→ WRITTEN INSTRUCTION:
Send back the entries below exactly as they appear.
━━ RECORDS SUPPLIED
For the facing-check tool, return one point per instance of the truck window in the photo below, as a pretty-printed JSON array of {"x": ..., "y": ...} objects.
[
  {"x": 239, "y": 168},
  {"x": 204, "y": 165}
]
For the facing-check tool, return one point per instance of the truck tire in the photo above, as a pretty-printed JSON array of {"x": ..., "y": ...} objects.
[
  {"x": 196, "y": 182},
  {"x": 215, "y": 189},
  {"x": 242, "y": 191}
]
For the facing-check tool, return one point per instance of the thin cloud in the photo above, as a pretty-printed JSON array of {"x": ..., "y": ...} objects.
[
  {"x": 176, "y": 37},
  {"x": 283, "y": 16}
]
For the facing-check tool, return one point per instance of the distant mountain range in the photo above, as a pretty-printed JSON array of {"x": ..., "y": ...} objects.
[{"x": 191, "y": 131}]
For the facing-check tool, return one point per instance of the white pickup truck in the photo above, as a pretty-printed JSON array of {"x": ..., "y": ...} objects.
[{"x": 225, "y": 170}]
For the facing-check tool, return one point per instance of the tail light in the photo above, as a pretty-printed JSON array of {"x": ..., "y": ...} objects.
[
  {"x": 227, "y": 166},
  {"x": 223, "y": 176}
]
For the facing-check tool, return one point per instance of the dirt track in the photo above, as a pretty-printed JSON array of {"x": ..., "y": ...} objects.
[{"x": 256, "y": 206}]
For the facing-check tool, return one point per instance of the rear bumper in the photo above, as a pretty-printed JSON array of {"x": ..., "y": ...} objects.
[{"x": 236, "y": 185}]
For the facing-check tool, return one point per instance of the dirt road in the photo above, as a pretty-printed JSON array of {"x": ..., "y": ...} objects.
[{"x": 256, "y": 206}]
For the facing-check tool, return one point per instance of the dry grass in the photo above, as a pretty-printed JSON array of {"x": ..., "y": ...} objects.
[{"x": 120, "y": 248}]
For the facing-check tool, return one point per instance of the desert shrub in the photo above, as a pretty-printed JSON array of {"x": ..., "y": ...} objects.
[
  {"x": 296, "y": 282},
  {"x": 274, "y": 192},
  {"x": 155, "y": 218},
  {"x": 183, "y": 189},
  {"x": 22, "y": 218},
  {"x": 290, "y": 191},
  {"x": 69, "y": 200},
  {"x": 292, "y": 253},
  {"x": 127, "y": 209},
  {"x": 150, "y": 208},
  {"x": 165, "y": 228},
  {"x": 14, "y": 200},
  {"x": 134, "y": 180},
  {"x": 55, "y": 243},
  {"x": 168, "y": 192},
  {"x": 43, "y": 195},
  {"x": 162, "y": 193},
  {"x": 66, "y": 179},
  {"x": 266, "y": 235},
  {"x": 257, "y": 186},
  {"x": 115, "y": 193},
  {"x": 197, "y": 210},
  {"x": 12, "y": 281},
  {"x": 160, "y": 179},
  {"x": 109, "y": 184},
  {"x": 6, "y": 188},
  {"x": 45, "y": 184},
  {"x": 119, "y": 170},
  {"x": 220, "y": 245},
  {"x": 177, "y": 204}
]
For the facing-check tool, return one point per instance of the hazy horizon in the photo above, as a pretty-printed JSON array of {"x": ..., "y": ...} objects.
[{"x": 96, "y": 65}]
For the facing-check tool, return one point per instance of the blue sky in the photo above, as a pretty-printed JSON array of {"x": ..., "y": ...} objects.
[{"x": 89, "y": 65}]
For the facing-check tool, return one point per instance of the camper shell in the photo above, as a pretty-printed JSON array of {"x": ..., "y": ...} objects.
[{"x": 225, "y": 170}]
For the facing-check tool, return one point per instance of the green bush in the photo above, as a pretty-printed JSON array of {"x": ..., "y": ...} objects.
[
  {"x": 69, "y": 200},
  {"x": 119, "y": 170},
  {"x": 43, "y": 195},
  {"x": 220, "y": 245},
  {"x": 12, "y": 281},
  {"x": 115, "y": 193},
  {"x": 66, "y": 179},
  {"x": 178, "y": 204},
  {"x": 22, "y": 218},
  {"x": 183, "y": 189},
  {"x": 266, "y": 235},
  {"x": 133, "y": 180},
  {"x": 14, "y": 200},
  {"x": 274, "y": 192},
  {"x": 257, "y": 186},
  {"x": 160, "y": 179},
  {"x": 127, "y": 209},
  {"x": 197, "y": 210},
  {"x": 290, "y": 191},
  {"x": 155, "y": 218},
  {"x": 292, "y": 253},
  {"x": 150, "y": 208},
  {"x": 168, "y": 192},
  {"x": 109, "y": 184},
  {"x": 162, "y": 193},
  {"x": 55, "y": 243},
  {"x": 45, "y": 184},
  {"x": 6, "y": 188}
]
━━━━
→ RESULT OF THIS EXERCISE:
For the facing-check tool, return one point per instance of the truck window in the photo below, as a pretty-printed JSON array of {"x": ..., "y": ...} objects.
[
  {"x": 239, "y": 168},
  {"x": 204, "y": 165}
]
For the facing-check tool, return one point per instance of the truck tire in the photo above, as a pretty-printed JSON array of {"x": ..., "y": ...} objects.
[
  {"x": 196, "y": 182},
  {"x": 215, "y": 189},
  {"x": 242, "y": 191}
]
For the facing-check tool, return one point per instance of the thin cloud in the photo above, as a pretty-printed JSON array of {"x": ..., "y": ...} objects.
[
  {"x": 176, "y": 37},
  {"x": 283, "y": 16}
]
For the facing-check tool, return one point per instance of the distant mountain range in the photo above, as a pretty-printed JSON array of {"x": ..., "y": ...} objects.
[{"x": 191, "y": 131}]
For the facing-check tool, return one point per instance of the white pickup truck in the photo above, as a pretty-printed JSON array of {"x": ..., "y": ...} objects.
[{"x": 225, "y": 170}]
For the facing-check tool, return one point per instance of the tail light in the photo above, as a pretty-printed JSON array of {"x": ..., "y": ...} objects.
[
  {"x": 227, "y": 166},
  {"x": 223, "y": 176}
]
For the facing-check tool, return one point per instance of the dirt track in the photo above, as a pretty-printed JSON array of {"x": ..., "y": ...} objects.
[{"x": 256, "y": 206}]
For the facing-check tool, return one point per instance of the rear bumper in the photo above, as a pretty-printed JSON array of {"x": ..., "y": ...} objects.
[{"x": 236, "y": 185}]
For the facing-check tool, return one point per instance of the dirt road in the photo above, as a pretty-printed JSON array of {"x": ..., "y": ...} objects.
[{"x": 256, "y": 206}]
For the facing-check tool, return one point per instance of the dry grass in the photo above, as a pretty-printed JSON array of {"x": ..., "y": ...} objects.
[{"x": 120, "y": 248}]
For the facing-check tool, return one point per instance of the desert shrub in the photo above, as a pretty-printed JSON array of {"x": ..., "y": ...} objects.
[
  {"x": 296, "y": 282},
  {"x": 274, "y": 192},
  {"x": 155, "y": 218},
  {"x": 183, "y": 189},
  {"x": 22, "y": 218},
  {"x": 290, "y": 191},
  {"x": 69, "y": 200},
  {"x": 292, "y": 253},
  {"x": 127, "y": 209},
  {"x": 150, "y": 208},
  {"x": 165, "y": 228},
  {"x": 14, "y": 200},
  {"x": 134, "y": 180},
  {"x": 55, "y": 243},
  {"x": 168, "y": 192},
  {"x": 43, "y": 195},
  {"x": 162, "y": 193},
  {"x": 66, "y": 179},
  {"x": 266, "y": 235},
  {"x": 257, "y": 186},
  {"x": 115, "y": 193},
  {"x": 197, "y": 210},
  {"x": 12, "y": 281},
  {"x": 160, "y": 179},
  {"x": 109, "y": 184},
  {"x": 6, "y": 188},
  {"x": 45, "y": 184},
  {"x": 119, "y": 170},
  {"x": 220, "y": 245},
  {"x": 177, "y": 204}
]
For the facing-check tool, return one point per instance of the hazy horizon in the photo above, as a pretty-printed JSON array of {"x": ..., "y": ...} objects.
[{"x": 96, "y": 65}]
For the facing-check tool, return one point per instance of the blue sky in the photo above, as a pretty-printed JSON array of {"x": ..., "y": ...} objects.
[{"x": 89, "y": 65}]
For the facing-check tool, return one point per instance of the camper shell in the photo above, as a pretty-printed JSON array of {"x": ..., "y": ...} objects.
[{"x": 225, "y": 170}]
For the facing-check tool, return one point per instance of the green bush in the photo above, as a pretty-printed JSON array of {"x": ..., "y": ...} objects.
[
  {"x": 69, "y": 200},
  {"x": 119, "y": 170},
  {"x": 43, "y": 195},
  {"x": 220, "y": 245},
  {"x": 12, "y": 281},
  {"x": 115, "y": 193},
  {"x": 66, "y": 179},
  {"x": 178, "y": 204},
  {"x": 22, "y": 218},
  {"x": 183, "y": 189},
  {"x": 266, "y": 235},
  {"x": 133, "y": 180},
  {"x": 14, "y": 200},
  {"x": 274, "y": 192},
  {"x": 257, "y": 186},
  {"x": 160, "y": 179},
  {"x": 127, "y": 209},
  {"x": 197, "y": 210},
  {"x": 290, "y": 191},
  {"x": 155, "y": 218},
  {"x": 292, "y": 253},
  {"x": 150, "y": 208},
  {"x": 168, "y": 192},
  {"x": 109, "y": 184},
  {"x": 162, "y": 193},
  {"x": 55, "y": 243},
  {"x": 45, "y": 184},
  {"x": 6, "y": 188}
]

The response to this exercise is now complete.